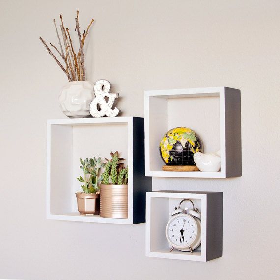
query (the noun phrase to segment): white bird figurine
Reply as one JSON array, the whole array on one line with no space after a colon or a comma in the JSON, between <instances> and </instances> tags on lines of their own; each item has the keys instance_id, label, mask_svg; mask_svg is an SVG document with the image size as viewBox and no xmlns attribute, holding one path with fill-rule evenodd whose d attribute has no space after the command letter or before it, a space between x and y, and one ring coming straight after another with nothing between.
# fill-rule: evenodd
<instances>
[{"instance_id":1,"label":"white bird figurine","mask_svg":"<svg viewBox=\"0 0 280 280\"><path fill-rule=\"evenodd\" d=\"M198 169L202 172L218 172L221 168L220 150L208 154L195 153L194 160Z\"/></svg>"}]
</instances>

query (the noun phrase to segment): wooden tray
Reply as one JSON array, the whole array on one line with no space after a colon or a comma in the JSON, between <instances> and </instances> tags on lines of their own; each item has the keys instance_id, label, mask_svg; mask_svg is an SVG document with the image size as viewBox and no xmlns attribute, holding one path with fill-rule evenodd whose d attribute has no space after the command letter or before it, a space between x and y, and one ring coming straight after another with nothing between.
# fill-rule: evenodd
<instances>
[{"instance_id":1,"label":"wooden tray","mask_svg":"<svg viewBox=\"0 0 280 280\"><path fill-rule=\"evenodd\" d=\"M173 171L175 172L191 172L199 171L196 165L164 165L163 171Z\"/></svg>"}]
</instances>

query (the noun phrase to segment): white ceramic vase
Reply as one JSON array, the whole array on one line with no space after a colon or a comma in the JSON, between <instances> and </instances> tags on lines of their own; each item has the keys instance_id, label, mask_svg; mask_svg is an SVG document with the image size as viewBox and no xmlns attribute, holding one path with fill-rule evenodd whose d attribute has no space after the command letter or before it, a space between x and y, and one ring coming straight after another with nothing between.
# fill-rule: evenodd
<instances>
[{"instance_id":1,"label":"white ceramic vase","mask_svg":"<svg viewBox=\"0 0 280 280\"><path fill-rule=\"evenodd\" d=\"M94 97L94 85L90 82L69 82L61 90L59 106L68 117L90 117L89 105Z\"/></svg>"}]
</instances>

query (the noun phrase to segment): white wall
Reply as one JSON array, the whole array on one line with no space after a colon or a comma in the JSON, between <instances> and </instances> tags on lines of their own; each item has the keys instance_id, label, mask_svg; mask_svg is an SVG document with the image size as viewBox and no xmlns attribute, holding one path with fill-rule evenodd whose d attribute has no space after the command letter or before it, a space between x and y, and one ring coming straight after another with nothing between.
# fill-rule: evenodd
<instances>
[{"instance_id":1,"label":"white wall","mask_svg":"<svg viewBox=\"0 0 280 280\"><path fill-rule=\"evenodd\" d=\"M145 256L145 224L46 219L46 120L67 83L39 40L52 19L95 20L89 80L109 80L123 115L143 116L143 91L226 86L242 92L243 176L154 179L154 189L224 192L223 257ZM0 278L278 279L280 2L0 1ZM90 41L90 42L89 42ZM83 143L81 143L83 144Z\"/></svg>"}]
</instances>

WRITTEN PROBLEM:
Could you output the stretch from the line containing "query (the noun phrase to segment): white ceramic" through the end of the entries as a JSON list of strings, one string per line, with blank lines omitted?

CORRECT ANSWER:
[
  "query (the noun phrase to segment): white ceramic vase",
  "Reply as one JSON array, the whole array on one line with no space after a colon or a comma in the JSON, between <instances> and </instances> tags on lines of their own; each item has the keys instance_id, label, mask_svg; mask_svg is an SVG document with the image size as viewBox and no xmlns attribute, holding one path with fill-rule evenodd whose d attribute has no space after the command letter or before it, a space between x and y, and one ring coming straight after another with nothing between.",
  "# fill-rule: evenodd",
  "<instances>",
  "[{\"instance_id\":1,\"label\":\"white ceramic vase\",\"mask_svg\":\"<svg viewBox=\\\"0 0 280 280\\\"><path fill-rule=\\\"evenodd\\\" d=\\\"M94 97L94 85L90 82L69 82L61 90L59 106L68 117L90 117L89 105Z\\\"/></svg>\"}]",
  "</instances>",
  "query (the noun phrase to segment): white wall",
  "Reply as one JSON array, the whole array on one line with no space after a colon or a comma in the JSON, between <instances> and </instances> tags on lines of their own; each item has the keys instance_id, label, mask_svg; mask_svg is an SVG document with the image size as viewBox and no xmlns attribute, holding one path with fill-rule evenodd whose d attribute has no space after the command letter or before it, a space between x and y, and one ring coming straight after another with nothing between.",
  "# fill-rule: evenodd",
  "<instances>",
  "[{\"instance_id\":1,\"label\":\"white wall\",\"mask_svg\":\"<svg viewBox=\\\"0 0 280 280\\\"><path fill-rule=\\\"evenodd\\\" d=\\\"M145 256L145 224L46 219L46 120L67 83L39 40L52 19L95 20L89 80L109 80L123 115L143 116L143 91L226 86L242 92L243 176L154 179L154 189L224 192L223 257ZM0 278L278 279L280 2L0 1ZM90 41L90 42L89 42ZM83 143L81 143L83 144Z\\\"/></svg>\"}]",
  "</instances>"
]